▶ **WHAT THE TASK REQUIRES**
Take the entries that follow and return exactly the lines from the one holding "Target: calm water surface" through the one holding "Target: distant mountain range", both included. Nothing else is needed.

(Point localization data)

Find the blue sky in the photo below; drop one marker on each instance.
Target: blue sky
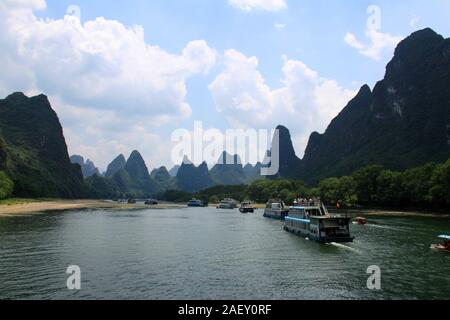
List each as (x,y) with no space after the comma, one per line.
(290,43)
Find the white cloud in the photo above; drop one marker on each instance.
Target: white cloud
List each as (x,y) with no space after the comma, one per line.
(23,4)
(305,102)
(108,85)
(265,5)
(379,43)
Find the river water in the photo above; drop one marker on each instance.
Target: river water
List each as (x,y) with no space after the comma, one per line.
(214,254)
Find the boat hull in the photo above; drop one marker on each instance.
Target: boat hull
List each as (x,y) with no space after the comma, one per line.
(323,229)
(306,234)
(276,214)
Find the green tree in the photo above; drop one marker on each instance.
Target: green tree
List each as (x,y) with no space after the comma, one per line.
(366,184)
(389,188)
(440,185)
(6,186)
(416,185)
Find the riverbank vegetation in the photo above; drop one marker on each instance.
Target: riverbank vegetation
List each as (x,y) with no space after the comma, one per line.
(423,187)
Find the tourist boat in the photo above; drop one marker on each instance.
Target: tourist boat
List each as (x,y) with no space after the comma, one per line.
(444,246)
(246,207)
(315,223)
(196,203)
(360,220)
(151,202)
(227,204)
(275,209)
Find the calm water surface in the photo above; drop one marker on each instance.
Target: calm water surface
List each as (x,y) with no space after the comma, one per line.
(214,254)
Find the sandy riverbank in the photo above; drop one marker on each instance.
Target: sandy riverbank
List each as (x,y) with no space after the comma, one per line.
(60,205)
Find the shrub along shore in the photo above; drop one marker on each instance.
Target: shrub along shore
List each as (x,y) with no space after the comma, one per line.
(422,188)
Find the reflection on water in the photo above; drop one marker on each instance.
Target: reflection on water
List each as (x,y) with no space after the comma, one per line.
(204,253)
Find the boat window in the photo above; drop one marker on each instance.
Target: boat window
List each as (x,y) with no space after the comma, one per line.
(276,206)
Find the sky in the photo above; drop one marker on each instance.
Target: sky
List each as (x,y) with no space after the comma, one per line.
(124,75)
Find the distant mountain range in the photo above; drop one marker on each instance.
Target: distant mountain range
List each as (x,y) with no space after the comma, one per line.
(87,167)
(33,151)
(403,122)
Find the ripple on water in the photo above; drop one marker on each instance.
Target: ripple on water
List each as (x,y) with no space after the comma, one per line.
(211,254)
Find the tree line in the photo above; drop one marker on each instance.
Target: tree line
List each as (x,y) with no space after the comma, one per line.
(423,187)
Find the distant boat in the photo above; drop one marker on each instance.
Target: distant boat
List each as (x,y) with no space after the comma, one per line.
(196,203)
(275,209)
(227,204)
(315,223)
(360,220)
(246,207)
(444,246)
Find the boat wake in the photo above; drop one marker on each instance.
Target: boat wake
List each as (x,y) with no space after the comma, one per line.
(343,246)
(386,227)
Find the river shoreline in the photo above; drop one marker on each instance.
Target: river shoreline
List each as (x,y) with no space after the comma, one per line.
(39,206)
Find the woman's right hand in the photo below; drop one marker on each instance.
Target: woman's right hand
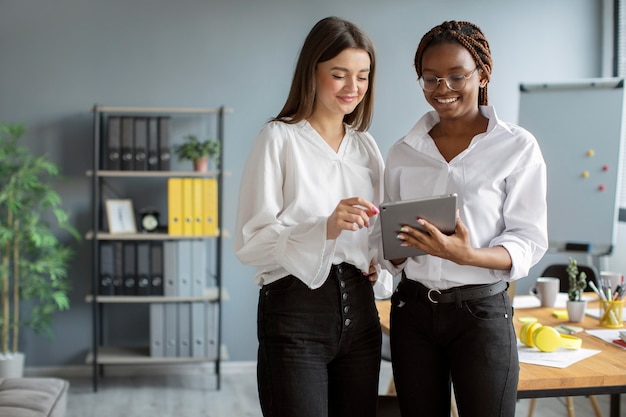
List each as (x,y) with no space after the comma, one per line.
(350,214)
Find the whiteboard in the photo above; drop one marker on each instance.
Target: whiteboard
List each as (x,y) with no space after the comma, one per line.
(579,127)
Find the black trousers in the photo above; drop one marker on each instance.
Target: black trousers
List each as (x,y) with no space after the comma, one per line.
(471,344)
(319,350)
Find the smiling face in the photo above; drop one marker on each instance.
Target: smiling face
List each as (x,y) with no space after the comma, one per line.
(443,60)
(341,83)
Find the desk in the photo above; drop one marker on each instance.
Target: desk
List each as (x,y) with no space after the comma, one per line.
(601,374)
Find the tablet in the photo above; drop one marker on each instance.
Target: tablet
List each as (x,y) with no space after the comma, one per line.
(439,210)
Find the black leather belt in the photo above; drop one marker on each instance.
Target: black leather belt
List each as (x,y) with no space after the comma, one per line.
(457,294)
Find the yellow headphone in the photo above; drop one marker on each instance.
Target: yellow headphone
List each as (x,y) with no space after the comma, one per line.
(546,338)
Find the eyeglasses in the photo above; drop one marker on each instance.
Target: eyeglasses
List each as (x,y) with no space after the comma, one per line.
(455,82)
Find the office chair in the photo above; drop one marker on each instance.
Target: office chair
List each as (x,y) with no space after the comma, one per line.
(559,271)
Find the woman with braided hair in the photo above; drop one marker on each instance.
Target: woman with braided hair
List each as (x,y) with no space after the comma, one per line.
(451,318)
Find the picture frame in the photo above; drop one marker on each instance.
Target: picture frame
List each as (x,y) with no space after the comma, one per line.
(121,216)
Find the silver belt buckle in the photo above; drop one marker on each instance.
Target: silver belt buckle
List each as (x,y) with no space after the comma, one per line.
(430,298)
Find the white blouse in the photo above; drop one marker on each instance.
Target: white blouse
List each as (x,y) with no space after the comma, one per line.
(500,180)
(291,184)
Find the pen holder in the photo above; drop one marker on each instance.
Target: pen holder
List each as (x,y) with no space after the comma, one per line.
(611,313)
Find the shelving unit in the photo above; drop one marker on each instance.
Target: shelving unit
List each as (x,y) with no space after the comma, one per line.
(103,179)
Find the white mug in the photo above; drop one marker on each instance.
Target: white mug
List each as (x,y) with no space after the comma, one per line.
(546,290)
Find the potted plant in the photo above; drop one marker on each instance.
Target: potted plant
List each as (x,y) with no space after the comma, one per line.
(576,306)
(33,263)
(197,151)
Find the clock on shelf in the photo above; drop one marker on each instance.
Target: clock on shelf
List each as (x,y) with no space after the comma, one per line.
(149,220)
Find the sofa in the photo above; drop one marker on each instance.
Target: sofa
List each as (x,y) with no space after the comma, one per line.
(33,397)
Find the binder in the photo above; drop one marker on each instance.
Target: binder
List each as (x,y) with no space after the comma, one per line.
(175,206)
(210,206)
(157,330)
(171,331)
(105,282)
(143,268)
(170,268)
(111,147)
(141,144)
(211,330)
(184,329)
(198,349)
(128,146)
(118,268)
(198,268)
(164,143)
(153,144)
(187,206)
(156,268)
(197,202)
(130,272)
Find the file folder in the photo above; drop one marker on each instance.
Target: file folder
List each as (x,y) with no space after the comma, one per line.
(157,330)
(170,268)
(184,329)
(184,268)
(164,143)
(197,210)
(156,268)
(198,349)
(105,286)
(198,267)
(171,331)
(153,144)
(128,145)
(141,144)
(210,206)
(112,145)
(118,268)
(130,273)
(187,206)
(175,206)
(143,268)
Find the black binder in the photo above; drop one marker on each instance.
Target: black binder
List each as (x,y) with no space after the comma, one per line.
(165,125)
(143,268)
(128,146)
(130,271)
(141,144)
(156,268)
(153,144)
(105,286)
(112,144)
(118,268)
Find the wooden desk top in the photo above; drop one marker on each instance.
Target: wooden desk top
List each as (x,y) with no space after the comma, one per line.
(604,372)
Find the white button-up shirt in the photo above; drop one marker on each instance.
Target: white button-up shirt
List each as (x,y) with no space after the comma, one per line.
(291,184)
(500,180)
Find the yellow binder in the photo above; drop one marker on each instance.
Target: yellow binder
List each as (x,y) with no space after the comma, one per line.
(175,206)
(198,203)
(187,206)
(210,206)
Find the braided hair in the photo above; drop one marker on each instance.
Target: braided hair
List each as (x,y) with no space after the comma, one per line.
(467,35)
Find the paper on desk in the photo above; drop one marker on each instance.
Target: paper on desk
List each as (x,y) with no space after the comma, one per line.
(560,358)
(530,301)
(608,335)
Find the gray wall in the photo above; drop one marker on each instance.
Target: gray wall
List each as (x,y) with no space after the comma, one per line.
(59,57)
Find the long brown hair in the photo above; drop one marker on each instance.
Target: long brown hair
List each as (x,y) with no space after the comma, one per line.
(327,39)
(467,35)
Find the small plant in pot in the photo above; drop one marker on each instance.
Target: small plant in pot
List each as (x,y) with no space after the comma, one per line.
(33,262)
(197,151)
(576,306)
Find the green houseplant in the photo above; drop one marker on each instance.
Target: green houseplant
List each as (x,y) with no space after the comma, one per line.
(576,306)
(197,151)
(33,262)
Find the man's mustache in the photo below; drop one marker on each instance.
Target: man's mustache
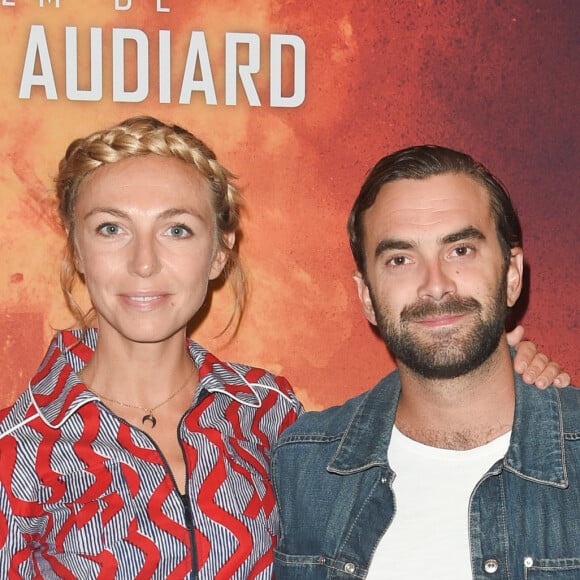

▶ **EXERCISE SOLUTION**
Target: calm water surface
List each as (x,y) with no space after the comma, one per line.
(214,254)
Find the sandy riverbank in the photo above; drop one marker on each instance.
Target: sandy riverbank
List each as (x,y) with no space after the comma, one per line.
(60,205)
Find the shrub along shore in the photo above; drop one marker on each instance.
Target: shrub along shore
List each as (x,y) with no space after the comma, one per line.
(422,188)
Find the reflection on water in the photo above; drop one marker on each instance.
Target: reflection on water
List each as (x,y) with no space after the comma, one per line.
(204,253)
Find the boat window in the photo above; drop one marker on each instance.
Target: boat window
List each as (x,y) with no space after the comma, one per line.
(276,206)
Find the sky in the photo above; drop one marker on each instance.
Target: sky
List each as (x,y) with no space after the comma, one per line.
(124,75)
Find the distant mountain range in the photo above; drop one marker on each instance.
Target: distant mountain range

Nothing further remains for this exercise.